Exercise instructions:
A word-for-word copy of the entries, with the images left out, is what you should write.

Records provided:
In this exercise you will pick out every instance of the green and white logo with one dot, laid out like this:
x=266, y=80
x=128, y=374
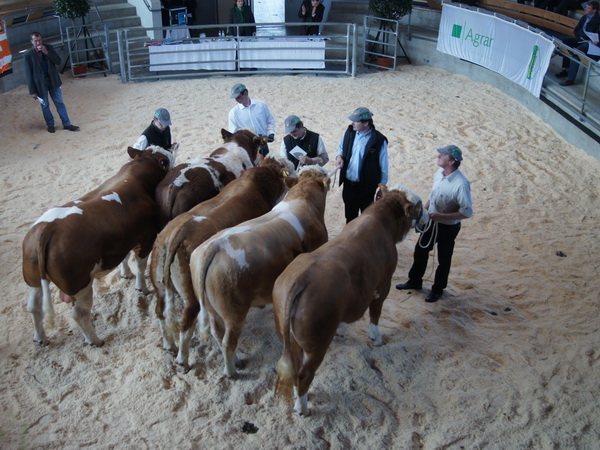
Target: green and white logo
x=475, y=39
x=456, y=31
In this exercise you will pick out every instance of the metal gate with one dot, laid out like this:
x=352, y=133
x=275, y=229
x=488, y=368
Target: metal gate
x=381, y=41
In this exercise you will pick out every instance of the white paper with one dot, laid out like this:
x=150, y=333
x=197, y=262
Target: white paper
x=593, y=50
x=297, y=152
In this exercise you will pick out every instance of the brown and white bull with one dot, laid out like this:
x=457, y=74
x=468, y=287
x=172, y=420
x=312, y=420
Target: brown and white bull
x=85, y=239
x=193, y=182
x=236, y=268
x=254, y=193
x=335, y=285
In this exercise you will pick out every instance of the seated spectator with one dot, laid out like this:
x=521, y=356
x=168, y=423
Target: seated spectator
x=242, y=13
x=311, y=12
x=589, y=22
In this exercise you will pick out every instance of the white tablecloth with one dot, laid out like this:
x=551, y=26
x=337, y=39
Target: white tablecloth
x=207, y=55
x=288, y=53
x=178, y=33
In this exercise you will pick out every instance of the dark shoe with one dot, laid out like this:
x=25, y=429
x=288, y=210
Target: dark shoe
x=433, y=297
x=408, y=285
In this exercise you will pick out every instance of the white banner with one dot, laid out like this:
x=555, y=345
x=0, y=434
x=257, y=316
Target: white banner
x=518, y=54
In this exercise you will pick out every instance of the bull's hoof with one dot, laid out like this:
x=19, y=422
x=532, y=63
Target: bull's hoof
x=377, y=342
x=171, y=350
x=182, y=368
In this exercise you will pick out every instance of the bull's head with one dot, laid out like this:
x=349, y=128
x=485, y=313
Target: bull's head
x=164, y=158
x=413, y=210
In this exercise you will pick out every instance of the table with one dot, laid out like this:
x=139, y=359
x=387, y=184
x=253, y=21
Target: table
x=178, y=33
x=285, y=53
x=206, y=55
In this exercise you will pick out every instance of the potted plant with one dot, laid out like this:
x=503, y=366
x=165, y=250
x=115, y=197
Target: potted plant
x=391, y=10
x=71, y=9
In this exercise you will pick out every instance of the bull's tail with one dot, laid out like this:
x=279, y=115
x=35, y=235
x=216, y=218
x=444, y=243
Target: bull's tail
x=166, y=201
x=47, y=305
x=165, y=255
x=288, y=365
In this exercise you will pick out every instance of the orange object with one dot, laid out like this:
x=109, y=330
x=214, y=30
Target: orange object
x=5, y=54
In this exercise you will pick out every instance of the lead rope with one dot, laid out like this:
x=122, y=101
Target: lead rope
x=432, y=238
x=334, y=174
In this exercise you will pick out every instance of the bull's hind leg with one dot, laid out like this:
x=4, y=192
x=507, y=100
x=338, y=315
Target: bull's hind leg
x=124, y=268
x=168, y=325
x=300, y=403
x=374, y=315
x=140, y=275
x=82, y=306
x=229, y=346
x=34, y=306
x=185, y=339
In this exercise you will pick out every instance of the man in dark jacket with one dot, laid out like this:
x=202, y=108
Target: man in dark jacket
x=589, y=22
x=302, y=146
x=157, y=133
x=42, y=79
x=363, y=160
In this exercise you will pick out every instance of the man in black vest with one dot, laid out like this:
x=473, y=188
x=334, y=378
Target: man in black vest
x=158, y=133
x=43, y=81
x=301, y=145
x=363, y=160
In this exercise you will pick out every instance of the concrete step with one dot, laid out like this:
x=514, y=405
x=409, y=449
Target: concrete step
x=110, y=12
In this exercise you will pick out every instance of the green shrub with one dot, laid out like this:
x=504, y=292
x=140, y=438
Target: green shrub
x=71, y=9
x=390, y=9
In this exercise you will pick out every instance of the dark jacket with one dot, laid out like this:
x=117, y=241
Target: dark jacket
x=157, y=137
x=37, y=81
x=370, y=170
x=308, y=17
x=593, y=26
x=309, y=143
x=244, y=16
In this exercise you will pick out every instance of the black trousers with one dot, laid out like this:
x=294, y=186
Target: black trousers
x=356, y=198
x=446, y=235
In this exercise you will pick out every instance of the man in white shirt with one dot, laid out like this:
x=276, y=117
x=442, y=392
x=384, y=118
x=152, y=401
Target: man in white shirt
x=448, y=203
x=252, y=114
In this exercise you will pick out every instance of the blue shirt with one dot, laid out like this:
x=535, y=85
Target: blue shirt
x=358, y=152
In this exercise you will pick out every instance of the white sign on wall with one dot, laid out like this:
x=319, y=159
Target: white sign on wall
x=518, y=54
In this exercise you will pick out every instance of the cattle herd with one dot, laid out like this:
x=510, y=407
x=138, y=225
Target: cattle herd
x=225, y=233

Output below:
In this exercise you will pick out every instance of the green and white logo with one dot, laid out like this:
x=266, y=80
x=128, y=374
Target: green and white logo
x=475, y=39
x=456, y=31
In this exercise you will pick out every instance of the metal gate with one dot, laid out like this:
x=352, y=133
x=275, y=229
x=488, y=368
Target: metal gate
x=381, y=41
In this exercise you will pick out every instance of the white paper with one dot, laid out like this:
x=150, y=333
x=197, y=262
Target: white paper
x=593, y=50
x=297, y=152
In this exercise you will pick out every instance of the brown and white bull with one dot, laid out like this:
x=457, y=74
x=468, y=287
x=172, y=420
x=312, y=420
Target: brown and white bull
x=85, y=239
x=193, y=182
x=236, y=268
x=254, y=193
x=335, y=285
In this exercise you will pick out every instance of the seated spectator with one dot, laid out like this:
x=521, y=356
x=168, y=423
Target: seated spectator
x=242, y=13
x=311, y=12
x=589, y=22
In this exercise you will pick out every instance of the white tablecloth with one dot, laid out like this:
x=551, y=26
x=337, y=39
Target: white tablecloth
x=207, y=55
x=288, y=53
x=178, y=33
In this exercise you will pick out every instance of the dark shoe with one dot, laid out like this:
x=25, y=429
x=288, y=210
Target: dark shoe
x=433, y=297
x=408, y=285
In this exercise you will pick out every instance of the white banner with one dot, laid out like this:
x=555, y=345
x=0, y=434
x=257, y=316
Target: white banner
x=518, y=54
In this exercise you will pick out every instance of the bull's hoof with one dot, laid out like this:
x=19, y=422
x=532, y=63
Target: bull's hoof
x=377, y=342
x=171, y=350
x=182, y=368
In this exercise you will pick out every instance of the bull's head with one dot, laid out like this:
x=349, y=128
x=485, y=313
Target: bull's head
x=164, y=158
x=413, y=210
In this exercise you will pick out every instance of the table with one dot, laid out like this:
x=139, y=359
x=387, y=184
x=253, y=21
Target: table
x=178, y=33
x=285, y=53
x=206, y=55
In this exercise you will pick out every instance of the potted plant with one dot, laid out like this:
x=503, y=366
x=165, y=250
x=115, y=197
Target: potted plant
x=391, y=10
x=71, y=9
In this exercise you will pick out every instance of the bull's tail with one dot, laid out like this:
x=279, y=115
x=35, y=235
x=216, y=218
x=444, y=243
Target: bull's tail
x=166, y=201
x=47, y=305
x=165, y=255
x=288, y=365
In this exercise you will pick out every instance of the orange object with one dot, laid out like this:
x=109, y=330
x=214, y=30
Target: orange object
x=5, y=54
In this exercise you will pick out every instance of the lead rope with one dot, laid out like this:
x=122, y=101
Target: lead rope
x=432, y=238
x=334, y=174
In this exercise you will pick out every instance of the bull's hind leg with one dot, laid out like this:
x=4, y=192
x=507, y=100
x=338, y=315
Target: bull's hind leg
x=124, y=268
x=168, y=325
x=300, y=403
x=374, y=315
x=140, y=275
x=82, y=306
x=229, y=346
x=34, y=306
x=185, y=339
In this exercise you will pick out every instance of the man in dark jacket with one dot, laid out like this:
x=202, y=108
Target: man in dark jacket
x=589, y=22
x=302, y=146
x=157, y=133
x=42, y=79
x=363, y=160
In this exercise you will pick out every instance of the man in black vest with one dot, laid out like this:
x=473, y=188
x=334, y=378
Target: man in black vest
x=158, y=133
x=43, y=81
x=301, y=145
x=363, y=160
In this exercise you will pick out every instance of the concrete step with one dot, laid out like this:
x=514, y=405
x=409, y=449
Target: concrete step
x=110, y=12
In this exercise you will pick out every instance of the green shrub with one dot, laid out like this:
x=504, y=292
x=140, y=438
Target: green shrub
x=71, y=9
x=390, y=9
In this exercise you will pick out every instance of the dark jacket with one dot, laid out like this:
x=117, y=241
Target: dark jacket
x=157, y=137
x=37, y=81
x=370, y=170
x=308, y=17
x=593, y=26
x=309, y=143
x=244, y=16
In this exercise you will pick out every instance of the black trousers with one dot, laid out like this:
x=294, y=186
Target: black trousers
x=356, y=198
x=446, y=235
In this exercise you will pick out every instance of the man in white shirt with one dot, laid out like this:
x=276, y=117
x=442, y=392
x=384, y=118
x=152, y=401
Target: man in white shirt
x=448, y=203
x=252, y=114
In this exercise you will pick out every instance of the blue shirt with one dot, laid out like this:
x=535, y=85
Target: blue shirt
x=358, y=152
In this exercise you will pick out every instance of the white sign on wall with one dot, laid out like this:
x=319, y=159
Target: white sign on wall
x=518, y=54
In this exercise you will pick out every instance of the cattle herd with one dot, laid out like this:
x=510, y=407
x=138, y=225
Target: cattle herd
x=225, y=233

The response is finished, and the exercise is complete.